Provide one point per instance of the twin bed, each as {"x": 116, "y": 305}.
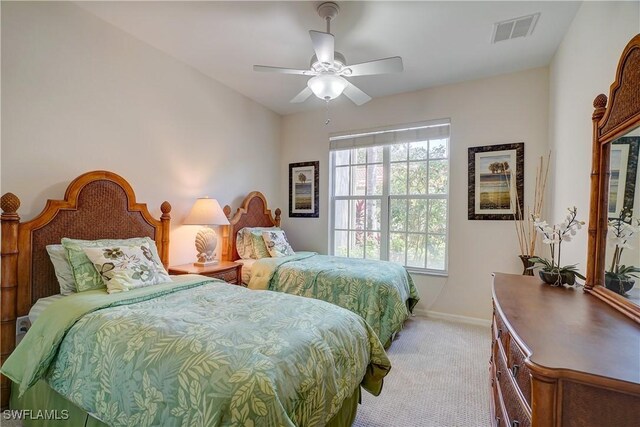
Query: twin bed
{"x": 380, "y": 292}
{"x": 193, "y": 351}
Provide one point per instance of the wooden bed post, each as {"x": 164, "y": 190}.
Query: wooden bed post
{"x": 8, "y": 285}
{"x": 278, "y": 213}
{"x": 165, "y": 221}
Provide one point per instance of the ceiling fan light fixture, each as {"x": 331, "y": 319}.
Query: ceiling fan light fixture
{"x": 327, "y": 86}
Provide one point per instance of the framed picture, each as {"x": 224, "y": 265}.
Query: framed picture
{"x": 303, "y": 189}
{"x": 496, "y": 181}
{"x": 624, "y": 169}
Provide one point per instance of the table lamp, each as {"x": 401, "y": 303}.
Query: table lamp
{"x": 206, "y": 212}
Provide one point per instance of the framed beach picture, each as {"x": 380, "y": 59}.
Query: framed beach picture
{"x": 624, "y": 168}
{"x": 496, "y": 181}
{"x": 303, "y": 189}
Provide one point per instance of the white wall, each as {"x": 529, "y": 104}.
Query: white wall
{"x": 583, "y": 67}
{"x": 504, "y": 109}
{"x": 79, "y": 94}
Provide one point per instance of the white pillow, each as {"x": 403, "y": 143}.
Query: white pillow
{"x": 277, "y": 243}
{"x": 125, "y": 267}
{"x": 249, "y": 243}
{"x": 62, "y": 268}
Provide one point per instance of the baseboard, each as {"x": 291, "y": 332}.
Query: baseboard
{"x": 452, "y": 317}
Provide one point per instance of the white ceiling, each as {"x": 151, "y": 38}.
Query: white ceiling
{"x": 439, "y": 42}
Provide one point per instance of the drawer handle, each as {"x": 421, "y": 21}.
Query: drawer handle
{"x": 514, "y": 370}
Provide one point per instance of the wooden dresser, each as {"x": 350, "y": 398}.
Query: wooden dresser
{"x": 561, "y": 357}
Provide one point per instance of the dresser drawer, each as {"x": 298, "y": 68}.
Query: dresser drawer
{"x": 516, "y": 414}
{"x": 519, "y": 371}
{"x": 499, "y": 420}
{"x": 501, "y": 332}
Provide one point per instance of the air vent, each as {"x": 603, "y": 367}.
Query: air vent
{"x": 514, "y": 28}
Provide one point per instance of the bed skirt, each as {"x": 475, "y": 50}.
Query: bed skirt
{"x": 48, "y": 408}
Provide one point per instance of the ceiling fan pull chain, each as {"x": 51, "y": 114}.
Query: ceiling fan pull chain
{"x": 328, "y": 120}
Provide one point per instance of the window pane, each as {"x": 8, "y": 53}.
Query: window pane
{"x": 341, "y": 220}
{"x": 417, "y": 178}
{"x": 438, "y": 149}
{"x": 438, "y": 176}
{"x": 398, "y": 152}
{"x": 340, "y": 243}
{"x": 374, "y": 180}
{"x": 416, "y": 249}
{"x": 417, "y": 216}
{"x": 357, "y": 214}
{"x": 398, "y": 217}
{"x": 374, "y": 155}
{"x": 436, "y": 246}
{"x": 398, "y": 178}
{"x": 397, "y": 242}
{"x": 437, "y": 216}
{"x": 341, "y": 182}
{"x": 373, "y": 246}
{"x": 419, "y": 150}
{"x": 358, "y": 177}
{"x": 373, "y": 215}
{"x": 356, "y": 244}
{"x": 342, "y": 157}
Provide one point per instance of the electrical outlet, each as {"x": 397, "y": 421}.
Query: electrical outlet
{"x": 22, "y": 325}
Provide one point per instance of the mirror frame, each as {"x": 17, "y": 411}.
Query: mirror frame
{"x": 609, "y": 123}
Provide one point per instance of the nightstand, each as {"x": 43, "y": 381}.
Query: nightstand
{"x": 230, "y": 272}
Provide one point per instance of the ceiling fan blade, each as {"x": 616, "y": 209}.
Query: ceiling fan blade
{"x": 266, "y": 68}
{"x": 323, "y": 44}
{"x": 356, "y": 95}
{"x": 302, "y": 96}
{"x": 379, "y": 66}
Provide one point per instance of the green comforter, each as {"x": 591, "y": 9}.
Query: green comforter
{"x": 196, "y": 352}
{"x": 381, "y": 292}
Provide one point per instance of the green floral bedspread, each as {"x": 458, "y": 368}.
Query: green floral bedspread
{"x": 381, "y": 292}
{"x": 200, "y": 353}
--*--
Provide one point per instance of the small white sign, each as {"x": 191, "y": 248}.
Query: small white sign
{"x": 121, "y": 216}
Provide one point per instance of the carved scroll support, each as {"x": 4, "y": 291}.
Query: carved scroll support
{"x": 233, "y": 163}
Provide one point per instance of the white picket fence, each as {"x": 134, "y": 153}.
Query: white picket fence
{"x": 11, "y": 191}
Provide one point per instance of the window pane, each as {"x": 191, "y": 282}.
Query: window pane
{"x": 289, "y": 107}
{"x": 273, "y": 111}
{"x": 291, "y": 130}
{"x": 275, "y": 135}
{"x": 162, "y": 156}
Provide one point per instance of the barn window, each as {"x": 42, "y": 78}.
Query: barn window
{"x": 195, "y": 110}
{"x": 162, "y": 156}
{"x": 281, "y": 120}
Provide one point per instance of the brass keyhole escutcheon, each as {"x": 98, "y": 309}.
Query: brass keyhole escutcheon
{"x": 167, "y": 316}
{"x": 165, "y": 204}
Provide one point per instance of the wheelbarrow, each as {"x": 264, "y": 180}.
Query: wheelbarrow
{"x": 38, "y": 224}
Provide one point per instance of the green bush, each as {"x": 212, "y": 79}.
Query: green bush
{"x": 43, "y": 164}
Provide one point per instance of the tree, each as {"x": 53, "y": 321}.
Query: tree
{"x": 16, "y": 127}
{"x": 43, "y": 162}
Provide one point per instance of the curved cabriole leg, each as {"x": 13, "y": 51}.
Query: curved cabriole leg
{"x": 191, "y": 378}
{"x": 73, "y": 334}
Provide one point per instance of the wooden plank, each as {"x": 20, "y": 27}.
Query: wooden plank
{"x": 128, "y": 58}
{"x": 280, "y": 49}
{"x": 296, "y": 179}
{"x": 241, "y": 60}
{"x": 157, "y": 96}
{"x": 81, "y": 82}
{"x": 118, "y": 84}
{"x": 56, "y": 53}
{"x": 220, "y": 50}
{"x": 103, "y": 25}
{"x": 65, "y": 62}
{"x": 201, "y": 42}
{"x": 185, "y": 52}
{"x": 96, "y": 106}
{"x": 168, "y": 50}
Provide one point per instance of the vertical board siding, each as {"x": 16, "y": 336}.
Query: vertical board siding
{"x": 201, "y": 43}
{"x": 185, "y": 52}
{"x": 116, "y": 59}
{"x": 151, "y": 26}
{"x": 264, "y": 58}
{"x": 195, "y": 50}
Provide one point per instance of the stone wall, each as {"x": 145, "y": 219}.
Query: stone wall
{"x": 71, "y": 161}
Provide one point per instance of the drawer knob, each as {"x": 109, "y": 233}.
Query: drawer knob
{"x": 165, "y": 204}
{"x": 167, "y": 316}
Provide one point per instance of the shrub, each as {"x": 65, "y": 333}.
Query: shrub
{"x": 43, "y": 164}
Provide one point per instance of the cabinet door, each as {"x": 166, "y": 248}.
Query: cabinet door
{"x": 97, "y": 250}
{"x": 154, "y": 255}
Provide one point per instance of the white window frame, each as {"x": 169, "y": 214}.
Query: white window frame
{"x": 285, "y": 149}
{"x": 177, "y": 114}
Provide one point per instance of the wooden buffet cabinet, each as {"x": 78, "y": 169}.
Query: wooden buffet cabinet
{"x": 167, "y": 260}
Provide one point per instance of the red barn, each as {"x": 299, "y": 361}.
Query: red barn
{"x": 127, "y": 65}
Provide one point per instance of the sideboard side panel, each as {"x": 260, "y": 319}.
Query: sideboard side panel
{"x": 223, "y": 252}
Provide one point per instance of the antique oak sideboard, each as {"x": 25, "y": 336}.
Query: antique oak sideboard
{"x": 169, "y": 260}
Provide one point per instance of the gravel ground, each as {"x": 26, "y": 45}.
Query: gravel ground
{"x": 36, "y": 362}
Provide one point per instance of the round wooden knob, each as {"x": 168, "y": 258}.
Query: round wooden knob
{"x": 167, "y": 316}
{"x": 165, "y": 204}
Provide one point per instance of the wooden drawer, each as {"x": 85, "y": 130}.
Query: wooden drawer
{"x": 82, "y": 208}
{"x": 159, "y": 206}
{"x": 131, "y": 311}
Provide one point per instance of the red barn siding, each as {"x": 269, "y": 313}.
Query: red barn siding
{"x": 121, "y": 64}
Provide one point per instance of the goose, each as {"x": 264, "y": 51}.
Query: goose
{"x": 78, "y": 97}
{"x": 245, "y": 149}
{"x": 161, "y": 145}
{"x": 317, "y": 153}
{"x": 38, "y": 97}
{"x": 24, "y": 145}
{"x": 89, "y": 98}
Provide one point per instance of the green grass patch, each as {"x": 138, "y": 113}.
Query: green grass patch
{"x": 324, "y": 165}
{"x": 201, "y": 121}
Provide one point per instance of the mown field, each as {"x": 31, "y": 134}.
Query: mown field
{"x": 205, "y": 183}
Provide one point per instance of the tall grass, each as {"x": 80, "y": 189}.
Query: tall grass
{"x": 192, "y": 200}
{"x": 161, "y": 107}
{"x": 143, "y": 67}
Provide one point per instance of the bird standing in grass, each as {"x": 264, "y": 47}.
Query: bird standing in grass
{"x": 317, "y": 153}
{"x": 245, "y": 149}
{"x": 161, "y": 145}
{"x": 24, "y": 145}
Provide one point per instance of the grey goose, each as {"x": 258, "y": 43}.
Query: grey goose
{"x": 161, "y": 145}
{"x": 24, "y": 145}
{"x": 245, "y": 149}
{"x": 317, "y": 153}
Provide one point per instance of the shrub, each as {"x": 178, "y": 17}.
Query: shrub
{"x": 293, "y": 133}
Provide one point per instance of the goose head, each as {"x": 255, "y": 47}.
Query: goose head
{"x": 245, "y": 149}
--*--
#### [Requirements]
Which lines in the entries above contain the word "buffet"? Pick out each one and copy it in full.

#### [Answer to this exercise]
Provide one point per instance of the wooden buffet cabinet, each as {"x": 78, "y": 169}.
Query: wooden buffet cabinet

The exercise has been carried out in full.